*WRITTEN INSTRUCTION 1*.
Using the Tugboat Granny article, decide whether each statement agrees with it, and back each yes or no with the deciding words quoted from the article.
(a) The cartoon was released on June 23, 1956.
(b) Hawley Pratt painted the backgrounds.
(c) The cartoon runs 7 minutes.
*WRITTEN INSTRUCTION 2*.
Answer these from the Tugboat Granny article:
(a) Who is credited with the story?
(b) What is the cartoon's title a play on?
(c) On what date did the final episode of The Bugs Bunny & Tweety Show air?
*WRITTEN INSTRUCTION 3*.
Resume the article on the Tugboat Granny cartoon, picking up right after its final sentence.

*SOURCE EXTRACT*.
══════

- Directed by: Friz Freleng
- Story by: Warren Foster
- Starring: Mel Blanc June Foray
- Edited by: Treg Brown
- Music by: Milt Franklyn
- Animation by: Gerry Chiniquy Virgil Ross Arthur Davis
- Layouts by: Hawley Pratt
- Backgrounds by: Irv Wyner
- Color process: Technicolor
- Production company: Warner Bros. Cartoons
- Distributed by: Warner Bros. Pictures
- Release date: June 23, 1956;
- Running time: 7 minutes
- Language: English

= Tugboat Granny =

Tugboat Granny is a 1956 Warner Bros. Merrie Melodies cartoon animated short directed by Friz Freleng. The short was released on June 23, 1956, and stars Tweety and Sylvester.

The voices were performed by Mel Blanc and June Foray.

The cartoon's title is a play on Tugboat Annie, and is the only Warner Bros. cartoon to bear Granny's name.

It joined Guided Muscle and The Grey Hounded Hare as the cartoons featured on the final episode of ABC's The Bugs Bunny & Tweety Show on September 2, 2000.

══════

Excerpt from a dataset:
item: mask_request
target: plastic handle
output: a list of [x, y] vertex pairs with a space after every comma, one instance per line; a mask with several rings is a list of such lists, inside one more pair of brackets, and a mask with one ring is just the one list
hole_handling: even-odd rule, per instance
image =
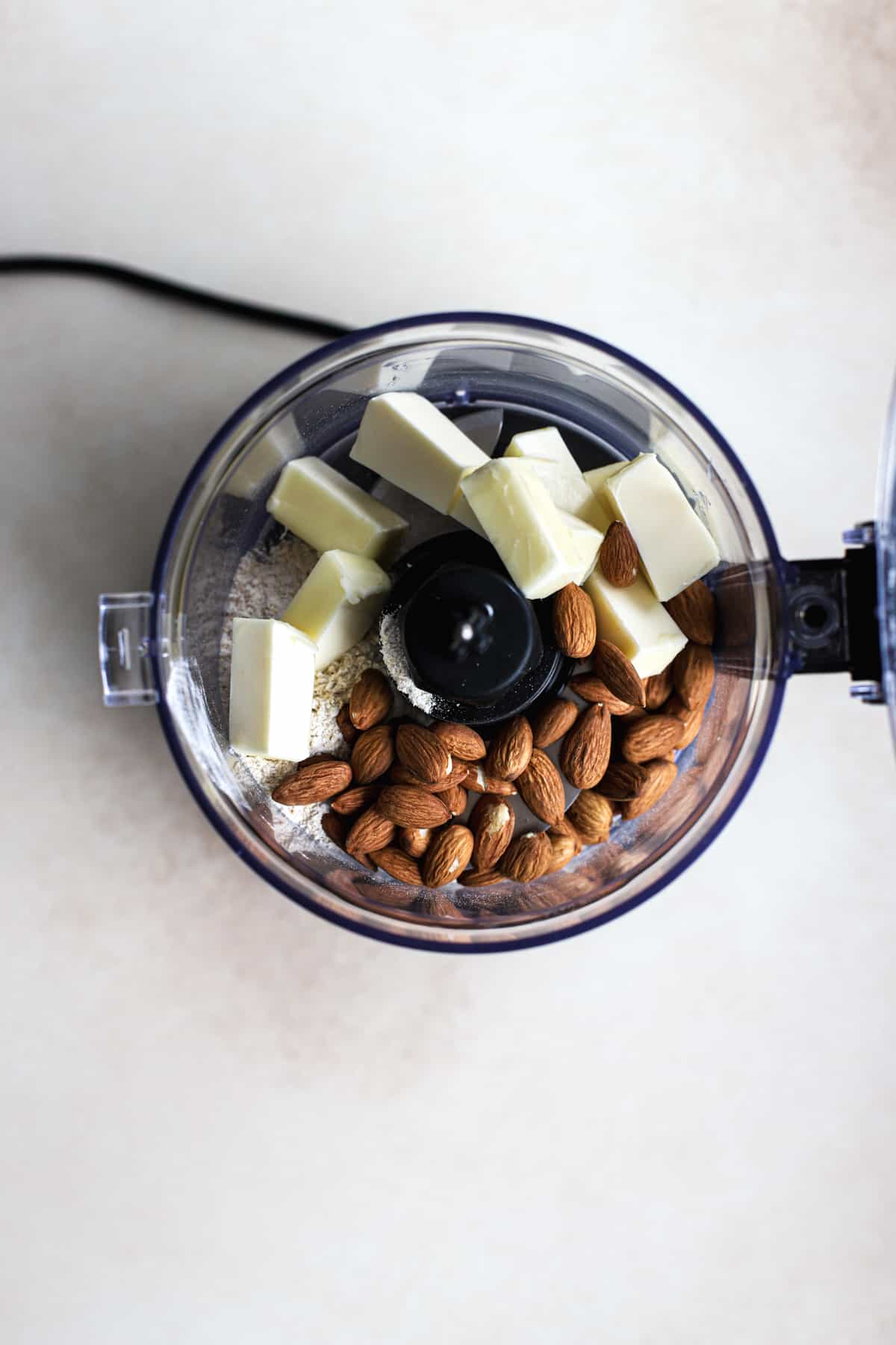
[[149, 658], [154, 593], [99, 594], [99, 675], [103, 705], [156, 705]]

══════

*EXERCISE RESPONSE 1*.
(a) Yes: "The short was released on June 23, 1956"
(b) No: "Backgrounds by: Irv Wyner"
(c) Yes: "Running time: 7 minutes"

*EXERCISE RESPONSE 2*.
(a) Warren Foster
(b) Tugboat Annie
(c) September 2, 2000

*EXERCISE RESPONSE 3*.
==Plot==
In the opening scene, Granny and Tweety are happily piloting a tugboat in a harbor, singing a kiddie-song duet about the carefree joys of their activity. It is the only scene in which Granny appears, as the rest of the cartoon is devoted to Sylvester's latest attempts to catch and eat Tweety, which begins when, after failing to grab a fish by hiding in a fisherman's basket (the fisherman caught a crab instead, which Sylvester gets attacked by), he sees the boat carrying the canary chug past.

Sylvester's attempts, all unsuccessful, include the following:
- Using a wooden rowboat to get to the tug. Tweety drops anchor in the boat's hull, sinking Sylvester (though he comes out onto the beach without the boat but still rowing with the oars).
- Using an inflatable raft, which is deflated by a dart thrown by Tweety ("Hey, puddy tat! Wook what I found! Here, you can have it!"), sinking Sylvester once again.
- Attempting to jump off a bridge, which is mistimed, as Sylvester lands inside the smokestack, leaving him frantically trying to put out his now-on fire backside.
- A follow-up attempt from another bridge to parachute onto the boat's deck ("Oh, that bad ol' puddy tat! He never give up!") results in a jammed pack, which only opens after Sylvester sinks to the bottom of the river ("Aww, the poor puddy tat. Got himself all soaking wet."). He subsequently uses a pipe as a snorkel to walk on the sea floor to the boat. Unfortunately, a seagull finds Sylvester's pipe the perfect resting place, blocking the airway making Sylvester unable to breathe and turning him blue; gasping for air the cat rushes back to shore, he starts panting and finds the seagull laid an egg in his mouth. The frightened seagull flees as Sylvester angrily throws the egg at it; the gull catches it and hits Sylvester in the face with it.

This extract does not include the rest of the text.